■ What is expected
Each of the entries should be retyped precisely as it appears.

########

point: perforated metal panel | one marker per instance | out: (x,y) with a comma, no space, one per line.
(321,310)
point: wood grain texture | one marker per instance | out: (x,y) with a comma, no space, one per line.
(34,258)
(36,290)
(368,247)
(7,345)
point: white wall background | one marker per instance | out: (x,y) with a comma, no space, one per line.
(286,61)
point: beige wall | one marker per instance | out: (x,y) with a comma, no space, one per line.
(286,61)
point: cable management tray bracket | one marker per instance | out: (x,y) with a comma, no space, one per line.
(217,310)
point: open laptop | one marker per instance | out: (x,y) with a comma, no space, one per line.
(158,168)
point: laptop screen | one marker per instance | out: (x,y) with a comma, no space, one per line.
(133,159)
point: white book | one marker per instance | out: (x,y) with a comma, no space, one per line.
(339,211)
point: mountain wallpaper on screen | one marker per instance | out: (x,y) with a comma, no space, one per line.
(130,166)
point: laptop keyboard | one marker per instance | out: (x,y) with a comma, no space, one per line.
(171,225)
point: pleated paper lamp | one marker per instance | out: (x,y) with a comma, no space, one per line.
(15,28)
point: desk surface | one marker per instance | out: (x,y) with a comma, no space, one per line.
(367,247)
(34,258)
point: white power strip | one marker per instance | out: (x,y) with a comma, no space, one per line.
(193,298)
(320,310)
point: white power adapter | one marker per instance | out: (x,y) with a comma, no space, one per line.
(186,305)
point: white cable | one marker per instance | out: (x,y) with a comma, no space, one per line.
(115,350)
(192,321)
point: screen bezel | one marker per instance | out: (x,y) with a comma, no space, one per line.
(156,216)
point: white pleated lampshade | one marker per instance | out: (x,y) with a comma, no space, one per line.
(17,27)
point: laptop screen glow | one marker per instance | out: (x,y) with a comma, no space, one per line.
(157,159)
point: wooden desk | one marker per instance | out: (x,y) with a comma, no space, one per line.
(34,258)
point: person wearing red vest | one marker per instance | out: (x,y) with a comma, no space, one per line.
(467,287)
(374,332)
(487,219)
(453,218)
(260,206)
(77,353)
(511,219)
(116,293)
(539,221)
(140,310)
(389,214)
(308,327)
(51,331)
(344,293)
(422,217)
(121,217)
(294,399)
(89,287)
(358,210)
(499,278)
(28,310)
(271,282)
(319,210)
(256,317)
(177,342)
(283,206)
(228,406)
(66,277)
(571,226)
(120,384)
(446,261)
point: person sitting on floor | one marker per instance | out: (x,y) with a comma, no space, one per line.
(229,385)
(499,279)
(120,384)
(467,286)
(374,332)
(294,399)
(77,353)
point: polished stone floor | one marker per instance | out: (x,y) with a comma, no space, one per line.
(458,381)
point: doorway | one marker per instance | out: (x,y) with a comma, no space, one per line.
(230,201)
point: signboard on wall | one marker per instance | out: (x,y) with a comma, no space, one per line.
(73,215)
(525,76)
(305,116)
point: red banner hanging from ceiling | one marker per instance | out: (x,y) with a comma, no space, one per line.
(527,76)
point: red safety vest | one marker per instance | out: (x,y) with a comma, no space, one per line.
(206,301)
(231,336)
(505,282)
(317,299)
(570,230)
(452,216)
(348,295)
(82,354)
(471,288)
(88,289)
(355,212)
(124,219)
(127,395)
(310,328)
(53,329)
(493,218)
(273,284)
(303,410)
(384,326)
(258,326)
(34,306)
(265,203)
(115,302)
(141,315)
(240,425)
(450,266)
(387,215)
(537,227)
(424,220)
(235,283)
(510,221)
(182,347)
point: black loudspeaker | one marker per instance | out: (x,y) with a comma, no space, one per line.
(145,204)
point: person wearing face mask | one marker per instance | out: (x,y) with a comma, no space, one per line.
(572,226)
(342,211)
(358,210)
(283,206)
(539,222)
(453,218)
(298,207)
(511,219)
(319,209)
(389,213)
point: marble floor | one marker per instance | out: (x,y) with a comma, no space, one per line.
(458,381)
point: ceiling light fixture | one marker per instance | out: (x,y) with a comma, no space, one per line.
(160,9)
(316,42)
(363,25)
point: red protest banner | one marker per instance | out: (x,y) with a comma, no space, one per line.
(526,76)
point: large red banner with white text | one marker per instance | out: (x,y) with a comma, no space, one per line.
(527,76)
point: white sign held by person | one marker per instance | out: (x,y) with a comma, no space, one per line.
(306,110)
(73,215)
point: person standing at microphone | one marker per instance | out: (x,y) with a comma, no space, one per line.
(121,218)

########

■ Solution to the exercise
point: perforated metal panel | one marker per instance | out: (x,y) with a comma, no space, one per line.
(321,310)
point: wood grain texture | one marker per instance | out: (x,y) with a comma, no space, one per line.
(34,258)
(36,290)
(368,247)
(7,345)
point: white wall background | one marker per instance | out: (x,y) with a comma, no space, one per line.
(286,61)
point: beige wall | one marker per instance | out: (x,y) with a comma, no space, one per line.
(286,61)
point: cable management tray bracket | one marker per instance | out: (x,y) with a comma, no space, one per line.
(217,310)
point: open laptop | one marker per instance | out: (x,y) with a comma, no space, one per line.
(158,168)
point: laptop screen | one marker per instance | out: (x,y) with a comma, no space, one per line.
(133,159)
point: white book | one marker per instance | out: (x,y) with a comma, no space, one per line.
(339,211)
point: mountain wallpaper on screen | one marker per instance | out: (x,y) with a comma, no space, one per line.
(130,166)
point: laptop keyboard | one marker per instance | out: (x,y) with a comma, no space, one per line.
(171,225)
point: pleated paper lamp | one marker per instance | out: (x,y) with a comma, no space, one per line.
(15,28)
point: desk surface | one marker per instance | out: (x,y) with a comma, no space, one per line.
(367,247)
(34,258)
point: white power strip | one marker per instance | out: (x,y) with a comma, no space, one per line.
(193,298)
(320,310)
point: white power adapter | one marker per instance | out: (x,y) with a comma, no space, one per line.
(186,305)
point: white cable | one marker per instance | out: (x,y) with a comma, no space, one per line.
(115,350)
(192,321)
point: screen bezel | one marker per instance | out: (x,y) with a comma, no space, one per line.
(156,216)
point: white pleated lampshade | one marker per instance | out: (x,y) with a comma, no space, one per line.
(17,27)
point: laptop screen glow | one marker per instance | out: (x,y) with a comma, no space, one per line.
(157,159)
point: wooden desk | one marker per instance | out: (x,y) with a comma, no space, one per line.
(34,258)
point: person wearing red vest | one marker per instance | out: (x,y) with a comma, no space, one per line.
(467,287)
(374,332)
(487,219)
(453,218)
(260,206)
(77,353)
(511,219)
(116,293)
(539,221)
(140,310)
(389,214)
(308,327)
(51,331)
(344,293)
(422,217)
(121,217)
(294,399)
(89,287)
(358,210)
(499,278)
(28,310)
(271,282)
(319,210)
(256,317)
(177,342)
(283,206)
(228,406)
(66,277)
(571,226)
(120,384)
(446,261)
point: person sitting on floor | one marker per instance | out: (x,y) with a comma, no space, one per line.
(229,385)
(499,279)
(120,384)
(467,286)
(374,332)
(294,399)
(77,353)
point: polished stone floor | one marker per instance | out: (x,y) with a comma, no space, one per line.
(458,381)
point: doorway | one marker per instance | out: (x,y) with a comma, no space, one per line.
(230,201)
point: signboard on wall | one marker per instance | out: (x,y) with a comma, no space, one per line.
(73,215)
(525,76)
(305,116)
point: red banner hanging from ceiling | one marker per instance | out: (x,y) with a comma, no space, one per line.
(527,76)
point: red safety vest | one marker per instance | out: (x,y) with a comma, no space, one per line.
(206,301)
(231,336)
(505,282)
(317,299)
(570,230)
(452,216)
(348,295)
(82,354)
(471,288)
(88,289)
(355,212)
(124,219)
(127,395)
(310,328)
(53,329)
(493,218)
(273,284)
(303,410)
(384,326)
(258,326)
(34,306)
(265,203)
(115,302)
(141,315)
(240,425)
(450,266)
(387,215)
(537,227)
(424,220)
(235,283)
(510,221)
(182,347)
point: black loudspeaker | one marker per instance | out: (x,y) with a comma, no space, one per line.
(145,204)
point: person wearing face mask | one marker per instance | out: (x,y) with a comma, no space, one per line.
(572,226)
(342,211)
(358,210)
(283,206)
(539,222)
(453,218)
(298,207)
(511,219)
(319,209)
(389,213)
point: marble floor | one marker per instance | out: (x,y) with a comma, no space, one per line.
(458,381)
point: ceiling light fixture | one marker per instance | out: (x,y) with a comma, no space, one per line.
(160,9)
(316,42)
(363,25)
point: red protest banner | one marker per instance | out: (x,y) with a comma, no space, one per line.
(526,76)
point: large red banner with white text | one marker per instance | out: (x,y) with a comma, no space, one per line.
(527,76)
point: white sign held by person | one marker per instance | out: (x,y) with a comma, no space, one per line.
(306,110)
(73,215)
point: person standing at microphone | one marker per instance | out: (x,y) with a comma, no space, one per line.
(121,218)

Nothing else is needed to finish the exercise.